**Work to do**
1. Translate the sentence "What can we say from these plots?" from the assignment into Spanish.
2. Rewrite the assignment from "Assignment 5: Explain" to "run the cell.", replacing "plots" with "charts".
3. According to the assignment, what correlation do all the plots share?

**Quoted text**
[Start]

Assignment 5: Explain a figure

  • All the plots below have the same correlation (R^2 = 0.67)

Edit the cell below to answer the questions


  • What can we say from these plots?

answer here

  • Now change the "alpha" parameter in the code below from 0 to 1 and run the cell.

answer here

  • What can we say now about the plots?

answer here


In [8]:
import seaborn as sns
sns.set(style="ticks")

# Load the example dataset for Anscombe's quartet
df = sns.load_dataset("anscombe")

# Show the results of a linear regression within each dataset
sns.lmplot(x="x", y="y", col="dataset", hue="dataset", data=df,
           col_wrap=2, ci=None, palette="muted", size=4,
           scatter_kws={"s": 50, "alpha": 0})

[End]

**Records**
[Start]

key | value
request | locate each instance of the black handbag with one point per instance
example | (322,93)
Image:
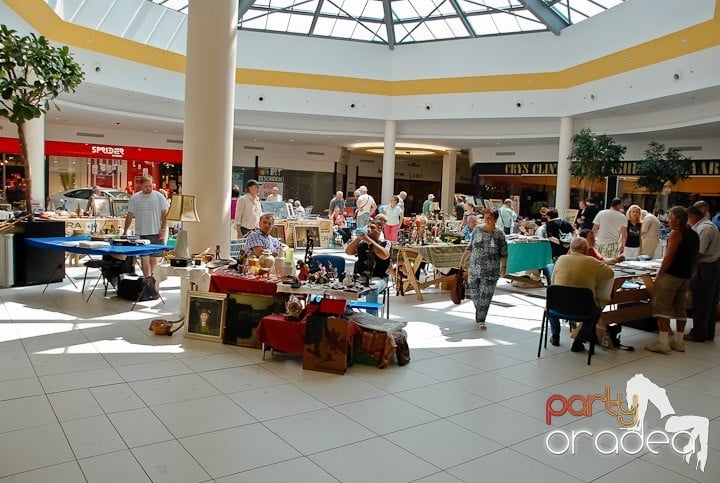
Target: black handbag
(457,292)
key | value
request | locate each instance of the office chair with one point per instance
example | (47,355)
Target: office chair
(569,303)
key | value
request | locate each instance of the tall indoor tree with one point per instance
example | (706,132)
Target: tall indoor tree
(662,168)
(594,155)
(32,74)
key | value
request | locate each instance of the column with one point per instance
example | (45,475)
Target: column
(562,190)
(388,178)
(447,183)
(209,109)
(35,138)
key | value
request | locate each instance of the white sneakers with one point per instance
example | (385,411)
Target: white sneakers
(666,348)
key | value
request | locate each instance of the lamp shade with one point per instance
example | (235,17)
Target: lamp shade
(182,208)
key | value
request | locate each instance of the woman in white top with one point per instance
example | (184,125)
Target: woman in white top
(394,215)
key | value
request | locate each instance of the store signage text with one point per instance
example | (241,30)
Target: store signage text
(115,152)
(624,168)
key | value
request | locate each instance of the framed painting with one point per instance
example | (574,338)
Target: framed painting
(277,208)
(570,216)
(205,315)
(302,233)
(326,344)
(496,203)
(243,315)
(100,207)
(120,208)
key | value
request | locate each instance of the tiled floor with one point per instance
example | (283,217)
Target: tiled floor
(87,393)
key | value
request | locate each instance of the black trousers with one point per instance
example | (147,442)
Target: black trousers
(705,288)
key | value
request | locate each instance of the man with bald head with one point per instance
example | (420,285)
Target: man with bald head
(577,269)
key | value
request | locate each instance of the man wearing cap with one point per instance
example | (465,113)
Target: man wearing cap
(248,210)
(427,204)
(365,205)
(507,216)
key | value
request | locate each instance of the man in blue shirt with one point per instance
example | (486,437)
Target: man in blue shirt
(261,239)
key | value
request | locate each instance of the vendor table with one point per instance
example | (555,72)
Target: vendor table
(522,256)
(224,281)
(628,293)
(70,244)
(191,278)
(527,255)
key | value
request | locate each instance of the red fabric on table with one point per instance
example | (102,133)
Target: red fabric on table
(289,336)
(226,281)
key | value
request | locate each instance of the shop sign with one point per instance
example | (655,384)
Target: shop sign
(112,151)
(270,175)
(624,168)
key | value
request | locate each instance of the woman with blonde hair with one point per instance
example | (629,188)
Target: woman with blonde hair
(649,234)
(633,244)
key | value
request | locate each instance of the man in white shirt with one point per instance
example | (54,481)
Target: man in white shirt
(366,206)
(275,195)
(507,216)
(248,211)
(610,229)
(705,281)
(149,208)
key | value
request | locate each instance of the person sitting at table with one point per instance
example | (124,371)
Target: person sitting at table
(588,234)
(261,239)
(577,269)
(673,281)
(559,233)
(373,258)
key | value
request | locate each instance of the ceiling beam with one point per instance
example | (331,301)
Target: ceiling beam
(388,24)
(463,18)
(555,23)
(315,17)
(243,7)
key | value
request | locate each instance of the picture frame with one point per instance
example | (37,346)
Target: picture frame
(243,315)
(120,208)
(205,315)
(277,208)
(571,215)
(100,207)
(278,231)
(301,235)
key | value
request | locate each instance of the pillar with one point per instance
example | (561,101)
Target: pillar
(209,109)
(562,189)
(447,183)
(388,178)
(35,137)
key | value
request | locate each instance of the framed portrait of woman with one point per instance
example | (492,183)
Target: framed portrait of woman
(205,315)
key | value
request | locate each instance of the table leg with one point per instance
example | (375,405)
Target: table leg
(412,281)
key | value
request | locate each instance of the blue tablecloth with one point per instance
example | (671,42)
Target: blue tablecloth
(528,256)
(67,243)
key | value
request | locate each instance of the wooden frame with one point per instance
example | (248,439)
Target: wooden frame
(277,208)
(570,216)
(300,232)
(205,315)
(120,208)
(101,207)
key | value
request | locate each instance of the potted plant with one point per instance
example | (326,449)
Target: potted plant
(662,168)
(32,74)
(594,156)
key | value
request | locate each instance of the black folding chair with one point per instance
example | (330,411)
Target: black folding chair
(570,303)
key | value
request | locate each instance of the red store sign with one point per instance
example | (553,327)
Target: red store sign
(101,151)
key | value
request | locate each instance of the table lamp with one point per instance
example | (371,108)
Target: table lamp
(182,208)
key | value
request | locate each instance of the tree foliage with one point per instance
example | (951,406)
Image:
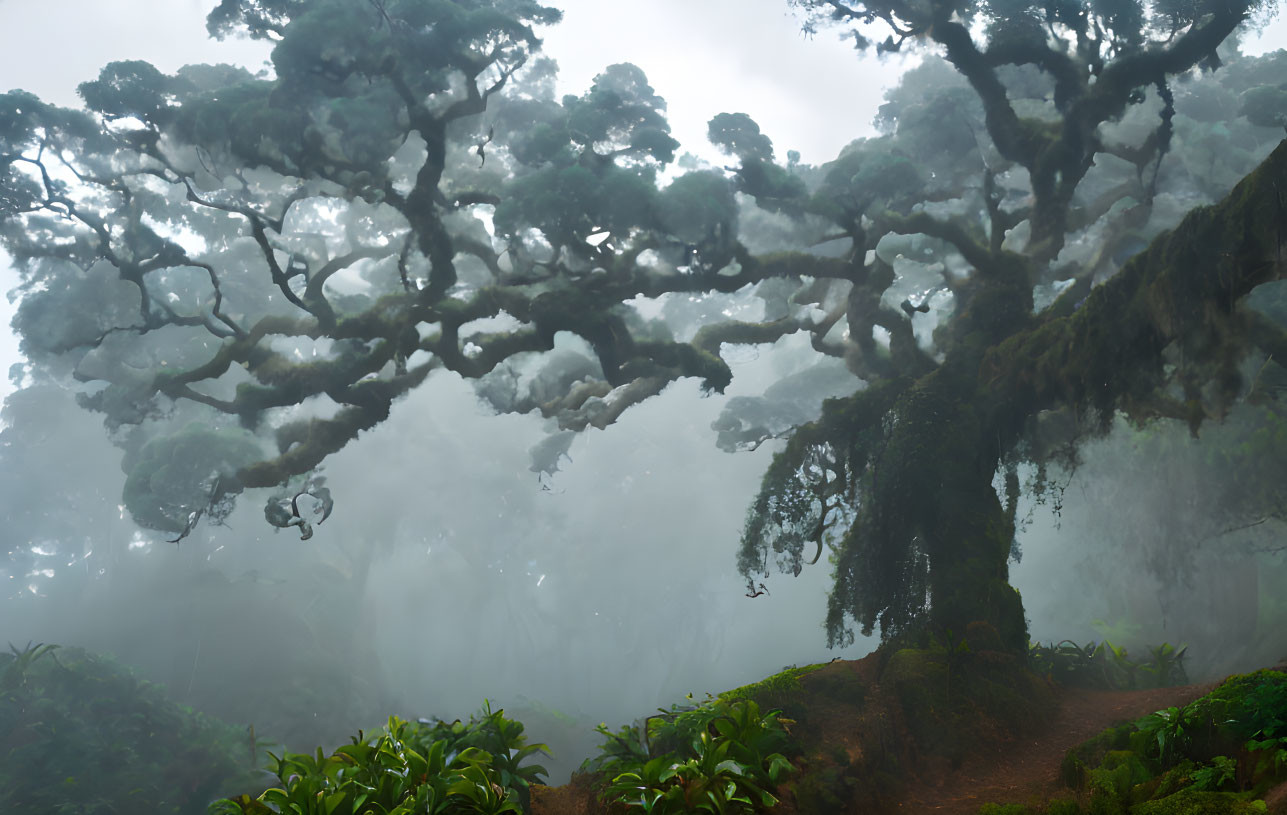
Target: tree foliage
(281,256)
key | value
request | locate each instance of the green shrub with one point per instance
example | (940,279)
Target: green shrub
(714,757)
(83,735)
(427,768)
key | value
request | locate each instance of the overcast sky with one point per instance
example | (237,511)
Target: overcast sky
(704,57)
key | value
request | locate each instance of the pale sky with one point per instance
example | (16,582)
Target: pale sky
(704,57)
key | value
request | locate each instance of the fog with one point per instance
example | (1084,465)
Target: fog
(452,572)
(448,574)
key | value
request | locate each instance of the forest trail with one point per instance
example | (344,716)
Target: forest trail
(1027,771)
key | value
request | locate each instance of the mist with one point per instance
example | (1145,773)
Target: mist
(577,578)
(449,573)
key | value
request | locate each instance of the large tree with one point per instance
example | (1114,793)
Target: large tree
(246,271)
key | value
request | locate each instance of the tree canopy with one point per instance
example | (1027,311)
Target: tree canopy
(243,272)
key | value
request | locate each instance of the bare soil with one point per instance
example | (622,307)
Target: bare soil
(1027,771)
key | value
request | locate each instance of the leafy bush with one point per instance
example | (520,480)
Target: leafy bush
(427,768)
(81,735)
(714,757)
(1104,665)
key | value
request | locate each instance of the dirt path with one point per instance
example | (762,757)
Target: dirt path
(1028,771)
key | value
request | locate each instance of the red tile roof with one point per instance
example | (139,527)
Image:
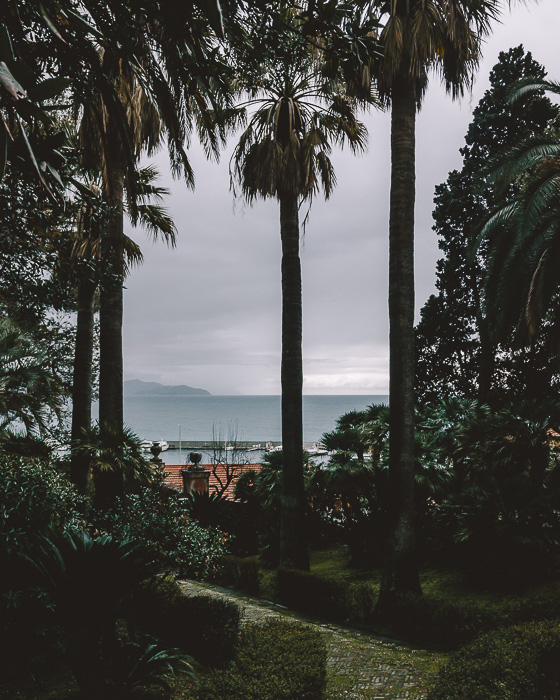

[End]

**Responses in order**
1. ¿Qué podemos decir a partir de estos gráficos?

2.
Assignment 5: Explain a figure

  • All the charts below have the same correlation (R^2 = 0.67)

Edit the cell below to answer the questions


  • What can we say from these charts?

answer here

  • Now change the "alpha" parameter in the code below from 0 to 1 and run the cell.

3. R^2 = 0.67